▶ _What the exercise asks_
Write out the rows from the line containing "Point to the pink" down to the line containing "Target: closed tulip bud", both included, with the requests kept as they are. Raise every answer coordinate by 43, and leave the sample numbers in the requests unchanged.

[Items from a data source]
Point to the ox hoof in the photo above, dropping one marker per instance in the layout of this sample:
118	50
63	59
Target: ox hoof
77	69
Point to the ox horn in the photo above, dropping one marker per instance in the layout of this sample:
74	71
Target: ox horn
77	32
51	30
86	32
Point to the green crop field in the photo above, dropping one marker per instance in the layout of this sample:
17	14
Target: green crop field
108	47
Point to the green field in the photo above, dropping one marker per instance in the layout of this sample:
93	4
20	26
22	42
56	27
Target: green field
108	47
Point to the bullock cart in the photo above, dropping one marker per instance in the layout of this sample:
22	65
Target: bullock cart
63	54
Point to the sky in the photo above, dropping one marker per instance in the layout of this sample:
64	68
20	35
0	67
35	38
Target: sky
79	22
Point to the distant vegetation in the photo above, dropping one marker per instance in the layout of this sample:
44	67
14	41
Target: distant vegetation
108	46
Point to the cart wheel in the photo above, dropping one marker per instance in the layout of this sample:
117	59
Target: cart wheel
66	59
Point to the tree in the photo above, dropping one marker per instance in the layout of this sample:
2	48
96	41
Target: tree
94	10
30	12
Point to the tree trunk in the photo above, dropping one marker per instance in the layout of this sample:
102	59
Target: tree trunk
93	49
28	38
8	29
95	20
---
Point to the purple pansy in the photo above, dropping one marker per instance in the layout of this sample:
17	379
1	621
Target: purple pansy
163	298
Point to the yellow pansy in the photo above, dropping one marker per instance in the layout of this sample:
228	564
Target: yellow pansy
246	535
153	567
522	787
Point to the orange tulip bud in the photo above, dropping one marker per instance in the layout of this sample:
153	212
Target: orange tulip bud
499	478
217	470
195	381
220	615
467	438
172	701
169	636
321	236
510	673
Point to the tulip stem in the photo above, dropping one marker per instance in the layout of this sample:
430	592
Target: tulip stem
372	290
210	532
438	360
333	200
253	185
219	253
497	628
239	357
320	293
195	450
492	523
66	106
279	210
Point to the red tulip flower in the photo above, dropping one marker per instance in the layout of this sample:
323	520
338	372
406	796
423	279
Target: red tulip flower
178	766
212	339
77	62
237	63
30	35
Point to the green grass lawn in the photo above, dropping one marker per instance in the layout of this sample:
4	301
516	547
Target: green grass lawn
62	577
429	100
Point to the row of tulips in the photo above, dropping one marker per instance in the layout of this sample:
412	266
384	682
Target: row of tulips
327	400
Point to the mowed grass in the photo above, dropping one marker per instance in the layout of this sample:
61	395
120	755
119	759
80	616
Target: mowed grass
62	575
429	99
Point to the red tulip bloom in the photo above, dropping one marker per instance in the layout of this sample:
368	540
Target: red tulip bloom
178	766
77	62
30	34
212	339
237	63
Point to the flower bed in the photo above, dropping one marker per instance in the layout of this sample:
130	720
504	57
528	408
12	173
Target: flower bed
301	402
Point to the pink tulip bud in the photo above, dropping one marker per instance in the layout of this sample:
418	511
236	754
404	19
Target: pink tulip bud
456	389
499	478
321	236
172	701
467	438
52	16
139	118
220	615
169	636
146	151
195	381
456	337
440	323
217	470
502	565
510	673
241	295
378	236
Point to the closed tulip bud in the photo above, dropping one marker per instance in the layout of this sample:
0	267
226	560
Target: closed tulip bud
---
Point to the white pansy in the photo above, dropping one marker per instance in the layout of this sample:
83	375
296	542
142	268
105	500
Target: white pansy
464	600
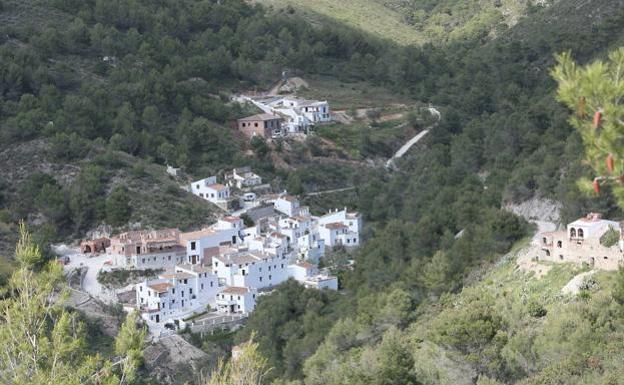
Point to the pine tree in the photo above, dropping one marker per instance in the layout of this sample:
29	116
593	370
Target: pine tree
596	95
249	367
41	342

▶ _Answer to this exercise_
Point to the pink tulip bud in the photo above, dropping one marker per instance in the layout of this sample:
418	511
236	754
404	19
Target: pink tulip bud
499	432
542	521
364	279
215	744
510	481
95	59
182	161
263	658
212	679
189	194
238	424
499	380
483	366
260	513
545	608
553	716
284	338
421	279
Point to the closed tulip bud in the photo above, dropping one marker per instance in the layout of this sample:
0	267
226	560
Target: closed tulip bud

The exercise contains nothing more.